Rights groups said that there had been protests in solidarity with inmates of Evin prison late into the night in Tehran, with chants heard of "death to the dictator."
What happened at the prison?
The unnamed official cited by IRNA said the unrest occurred in a section of the prison holding "thugs."
The agency said it erupted due to clashes between prisoners and prison personnel in one ward. A senior security official said that prisoners set a warehouse holding prison uniforms ablaze.
The authorities claimed to have de-escalated the situation by separating the "rioters" from the rest of the inmates.
Witnesses told the Reuters news agency that roads leading to the prison were blocked, while ambulances arrived at the scene. They added that families of prisoners gathered outside the main entrance.
German Foreign Minister Annalena Baerbock pledged continued focus on the protests in Iran.
"The fire in Evin prison may be extinguished, but our attention to the people who have been detained there and their human rights will not stop," she wrote on Twitter.
Political prisoners in danger?
"Prisoners, including political prisoners, are completely defenseless inside that prison," Hadi Ghaemi, director of the New York-based Center for Human Rights in Iran (CHRI) said.
"Evin is where the Islamic Republic regime holds many political prisoners during these years. According to human rights organizations, this prison is where the regime has committed serious human rights abuses against political prisoners and critics of the government," DW's Farsi language journalist Niloofar Gholami said.
According to Gholami, Iranian human rights activists fear that the situation in Evin is "the regime's own tactic to maybe eliminate political prisoners," despite the official communications on the fire.
In 2018, the US government blacklisted the prison, citing "serious human rights abuses."

## Material:
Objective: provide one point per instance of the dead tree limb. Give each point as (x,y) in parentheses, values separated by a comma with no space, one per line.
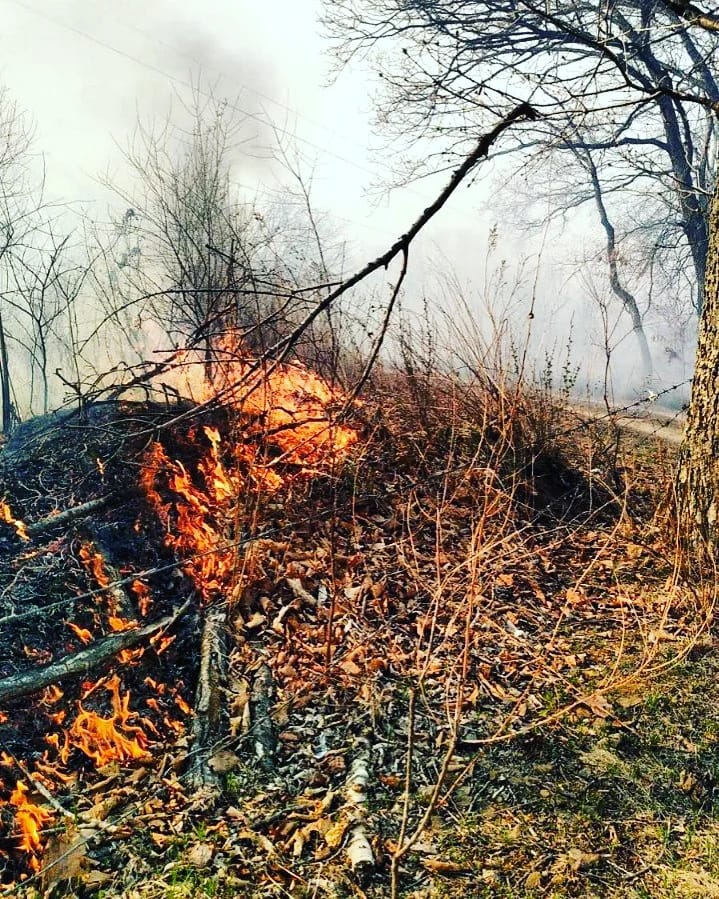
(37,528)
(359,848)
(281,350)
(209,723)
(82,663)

## Given exercise:
In the Evin prison report, what did a senior security official say the prisoners set on fire?

## Task answer:
A warehouse holding prison uniforms.